Required task: Copy the following lines word for word.

══════════

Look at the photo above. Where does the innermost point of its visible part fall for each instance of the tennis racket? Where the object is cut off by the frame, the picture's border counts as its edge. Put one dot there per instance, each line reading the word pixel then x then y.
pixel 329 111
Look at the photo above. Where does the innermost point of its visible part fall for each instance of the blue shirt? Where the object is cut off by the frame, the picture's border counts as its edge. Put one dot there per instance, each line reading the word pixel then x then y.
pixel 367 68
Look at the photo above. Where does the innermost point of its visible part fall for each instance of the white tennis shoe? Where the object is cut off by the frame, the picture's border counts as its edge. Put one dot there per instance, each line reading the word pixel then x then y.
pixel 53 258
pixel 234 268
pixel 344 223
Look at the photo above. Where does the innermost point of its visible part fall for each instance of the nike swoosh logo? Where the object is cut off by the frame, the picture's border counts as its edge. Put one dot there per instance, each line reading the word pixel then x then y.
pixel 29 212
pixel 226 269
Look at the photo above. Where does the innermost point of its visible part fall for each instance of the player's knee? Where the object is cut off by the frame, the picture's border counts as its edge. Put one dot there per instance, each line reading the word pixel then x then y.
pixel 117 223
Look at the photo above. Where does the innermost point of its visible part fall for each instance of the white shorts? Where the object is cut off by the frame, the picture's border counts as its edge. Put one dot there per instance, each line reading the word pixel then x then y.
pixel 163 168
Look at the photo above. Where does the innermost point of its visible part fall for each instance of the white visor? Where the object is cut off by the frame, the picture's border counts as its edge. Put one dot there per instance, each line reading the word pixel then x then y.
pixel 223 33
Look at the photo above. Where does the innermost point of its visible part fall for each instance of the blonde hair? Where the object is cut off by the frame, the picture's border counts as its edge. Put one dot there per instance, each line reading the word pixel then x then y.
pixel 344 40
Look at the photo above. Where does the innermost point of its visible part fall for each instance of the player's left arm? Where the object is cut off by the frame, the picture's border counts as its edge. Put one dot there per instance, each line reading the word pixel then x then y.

══════════

Task answer:
Look at the photo above. Where does the innermost point of its visible part fall for each instance of the tennis racket? Where the object is cut off by the frame, the picture's border counts as its edge. Put one dot there per instance, each line reading the word pixel then x then y.
pixel 329 111
Look at the photo above. Where does the innermost point of its visible part fall for each instance of the blue shirt? Where the object is cut off by the frame, the picture's border counts as its edge. Put one dot there per instance, each line reading the word pixel then x then y.
pixel 367 68
Look at the photo above. Where does the innermost point of its visible part fall for each instance of the white tennis shoe? Where the object is cut off by the frame, the picture's border counts as its edge. Put one dot there per instance, each line reading the word pixel then x then y.
pixel 53 258
pixel 234 268
pixel 344 223
Look at the photo above. Where does the innermost point of its visible part fall for each instance of the nike swoosh logo? Where the object is cut off by the frame, the picture's border counts as its edge. Put one dot there per instance, each line reading the word pixel then x then y.
pixel 29 212
pixel 226 269
Look at the photo above. Where does the innermost point of its visible part fall for each instance of the player's knee? Where the object is cut off by the frame, the picture's border counts as its edge. Put one dot there per instance, each line reading the word pixel then x then y.
pixel 117 223
Look at the photo above. Where does the innermost point of its visible part fall for each instance of the white shorts? Where the object is cut off by the frame, the picture's border counts as its edge. Put one dot there per instance, each line reading the word pixel then x then y.
pixel 163 168
Look at the photo above. Where does the innermost point of its visible part fall for each instance of the white visor? Where the object is cut off by the frame, the picture's border counts as its edge. Put one dot there per instance, each line reading the word pixel then x then y.
pixel 223 33
Look at the photo above. Where does the innermost point of its visible part fall for each instance of the blonde hair? Where the object is cut off by the frame, the picture's border counts as its edge. Put one dot there per instance, each line reading the word pixel then x then y.
pixel 344 40
Look at the photo above. Where does the innermost point of its visible part fall for each instance of the player's left arm? Where the object is cut off by the frame, the picture's border counts as its edge. Put one dot there per instance, each line reading the word pixel then x then y.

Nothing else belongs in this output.